◆ GIVEN TASK ◆
Retype the whole listing below, character for character.

────────

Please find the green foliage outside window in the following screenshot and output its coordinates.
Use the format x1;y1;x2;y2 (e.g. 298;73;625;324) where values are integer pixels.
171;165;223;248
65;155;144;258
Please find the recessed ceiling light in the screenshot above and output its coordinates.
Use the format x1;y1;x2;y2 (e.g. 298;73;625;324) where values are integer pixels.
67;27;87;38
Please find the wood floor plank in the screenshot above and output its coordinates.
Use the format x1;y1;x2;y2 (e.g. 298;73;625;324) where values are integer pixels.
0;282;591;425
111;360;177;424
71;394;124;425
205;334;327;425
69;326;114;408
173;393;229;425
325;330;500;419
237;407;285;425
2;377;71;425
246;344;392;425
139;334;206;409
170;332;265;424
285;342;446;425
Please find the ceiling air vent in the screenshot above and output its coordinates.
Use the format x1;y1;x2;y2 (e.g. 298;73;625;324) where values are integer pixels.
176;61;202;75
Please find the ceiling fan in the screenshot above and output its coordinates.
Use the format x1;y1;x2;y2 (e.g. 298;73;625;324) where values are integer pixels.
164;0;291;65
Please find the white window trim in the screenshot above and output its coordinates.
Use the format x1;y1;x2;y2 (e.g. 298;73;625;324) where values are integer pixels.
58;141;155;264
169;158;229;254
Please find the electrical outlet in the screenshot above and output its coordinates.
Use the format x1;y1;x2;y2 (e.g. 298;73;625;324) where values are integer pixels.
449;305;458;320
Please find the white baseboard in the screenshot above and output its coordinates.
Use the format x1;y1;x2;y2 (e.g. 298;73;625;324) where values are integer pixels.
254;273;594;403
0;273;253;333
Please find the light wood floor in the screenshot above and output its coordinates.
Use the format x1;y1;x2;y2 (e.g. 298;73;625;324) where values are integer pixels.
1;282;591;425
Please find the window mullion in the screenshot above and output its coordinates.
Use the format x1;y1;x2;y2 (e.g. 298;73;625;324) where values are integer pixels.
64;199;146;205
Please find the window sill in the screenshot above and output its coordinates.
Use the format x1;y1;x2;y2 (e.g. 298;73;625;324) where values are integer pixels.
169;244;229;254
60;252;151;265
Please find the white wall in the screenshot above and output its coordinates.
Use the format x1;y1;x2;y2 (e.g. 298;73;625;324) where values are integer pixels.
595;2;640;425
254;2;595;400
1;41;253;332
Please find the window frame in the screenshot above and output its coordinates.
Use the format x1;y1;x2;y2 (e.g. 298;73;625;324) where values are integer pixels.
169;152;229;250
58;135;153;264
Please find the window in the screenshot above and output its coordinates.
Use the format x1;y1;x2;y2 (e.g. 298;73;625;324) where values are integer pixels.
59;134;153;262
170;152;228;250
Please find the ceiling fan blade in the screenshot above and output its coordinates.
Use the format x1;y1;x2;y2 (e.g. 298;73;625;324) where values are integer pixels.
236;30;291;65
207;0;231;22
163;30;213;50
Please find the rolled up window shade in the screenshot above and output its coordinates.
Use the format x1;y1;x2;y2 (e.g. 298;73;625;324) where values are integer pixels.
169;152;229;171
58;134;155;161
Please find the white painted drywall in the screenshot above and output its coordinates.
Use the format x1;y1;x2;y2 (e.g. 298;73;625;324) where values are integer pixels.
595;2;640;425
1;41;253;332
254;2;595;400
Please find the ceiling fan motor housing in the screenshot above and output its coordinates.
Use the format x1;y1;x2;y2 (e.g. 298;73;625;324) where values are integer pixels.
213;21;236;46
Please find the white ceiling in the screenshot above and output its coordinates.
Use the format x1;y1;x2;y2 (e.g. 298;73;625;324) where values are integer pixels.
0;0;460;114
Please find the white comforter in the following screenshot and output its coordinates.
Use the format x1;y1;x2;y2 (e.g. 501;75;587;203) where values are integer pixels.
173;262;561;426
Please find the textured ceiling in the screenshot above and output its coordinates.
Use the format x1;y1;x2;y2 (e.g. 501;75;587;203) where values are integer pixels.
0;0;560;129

────────

◆ EXPECTED ANSWER ◆
Please find the green foliage outside window in the following screenshot and output its coordinates.
Use the format x1;y1;x2;y2 (e.g. 298;73;625;324) where values are integer pixels.
171;165;223;248
65;155;144;258
Please find the recessed ceiling light in the screenshot above and output its coordinates.
Use the format x1;y1;x2;y2 (e.g. 298;73;625;324) where values are integer pixels.
67;27;87;38
Please find the wood floor plank in the screenshot above and output its coordinates.
Use the format x1;y1;x2;y2 (e.g. 298;73;625;324) where values are integer pixels.
0;282;591;425
111;360;177;424
71;394;124;425
205;334;327;425
69;326;114;408
173;393;229;425
325;330;500;419
237;407;285;425
2;377;71;425
246;344;392;425
139;334;206;409
170;332;265;424
285;342;446;425
Please find the ceiling air vent in the screenshot above and output its coordinates.
Use the format x1;y1;x2;y2 (e.g. 298;73;625;324) where values are integer pixels.
176;61;202;75
Please find the ceiling fan in the screenshot above and output its coordinates.
Use the format x1;y1;x2;y2 (e.g. 298;73;625;324) where values are integer pixels.
164;0;291;65
Please find the white window trim in the screenshot above and output its coordinates.
Use the format x1;y1;x2;y2 (e.g. 298;73;625;324) where values are integer pixels.
58;141;155;264
169;158;229;254
Please find the electrical outlet in the screenshot above and output its coordinates.
Use the format x1;y1;x2;y2 (e.g. 298;73;625;324) where values are integer pixels.
449;305;458;320
Please find the white baseboard in the screenshot above and output its coordinates.
Use the format x1;y1;x2;y2 (e.g. 298;73;625;324) where values are integer pixels.
254;273;594;403
0;273;253;333
Please find the light wood floor in the screenshot above and output its coordinates.
Use the format x1;y1;x2;y2 (e.g. 298;73;625;324) where values are integer pixels.
1;282;591;425
Please find the window mullion in the screenshot above and output its coordinates.
Use the format x1;y1;x2;y2 (e.g. 298;73;625;324) where values are integer pixels.
64;199;146;205
Please find the window sill in the screenshot above and output its coordinates.
Use the format x1;y1;x2;y2 (e.g. 298;73;625;324) where values are integer pixels.
169;244;229;254
60;252;151;265
Please find the white wall in the screenshot above and output its coordinates.
Use the format x1;y1;x2;y2 (e.g. 298;73;625;324) where values are integer pixels.
595;2;640;425
254;2;595;400
1;41;253;332
Please find the window frame in the screenshot above and output its coordinates.
Use the format x1;y1;x2;y2 (e.g. 298;73;625;324) where values are integer pixels.
169;152;229;250
58;135;153;264
Please find the window in the screenshot above and output its coordinates.
Use the format x1;y1;x2;y2 (e.g. 298;73;625;324) where values are integer pixels.
59;134;153;262
170;152;228;250
Please find the ceiling fan blade in the screenshot above and output its coordinates.
Use the format x1;y1;x2;y2 (e.g. 298;73;625;324) where values are integer pixels.
236;30;291;65
207;0;231;22
163;30;213;50
Please find the rolled up window shade in the screenshot above and output its coordinates.
Use the format x1;y1;x2;y2 (e.g. 298;73;625;324) where values are integer pixels.
169;152;229;171
58;134;155;161
Please find the white painted drywall in the screenshot above and output its coordinates.
Use the format x1;y1;x2;y2 (e.g. 298;73;625;324) where values are integer pixels.
595;2;640;425
1;41;253;332
254;2;595;400
Please find the ceiling fan motor housing in the screenshot above and output its coordinates.
Use the format x1;y1;x2;y2 (e.g. 298;73;625;324) where values are integer pixels.
213;21;236;46
Please find the white ceiling in the screenshot above and output its coordinates.
Use the format x1;y1;x2;y2 (e.g. 298;73;625;324) where values are integer pixels.
0;0;460;114
Please find the white comforter in the following screenshot and output its coordinates.
Use the format x1;y1;x2;y2 (e.g. 501;75;587;203) where values are integer pixels.
173;262;561;426
Please find the textured ceiling in the screenshot above and output its coordinates.
Use the format x1;y1;x2;y2 (e.g. 501;75;587;203) where values are integer pixels.
0;0;560;129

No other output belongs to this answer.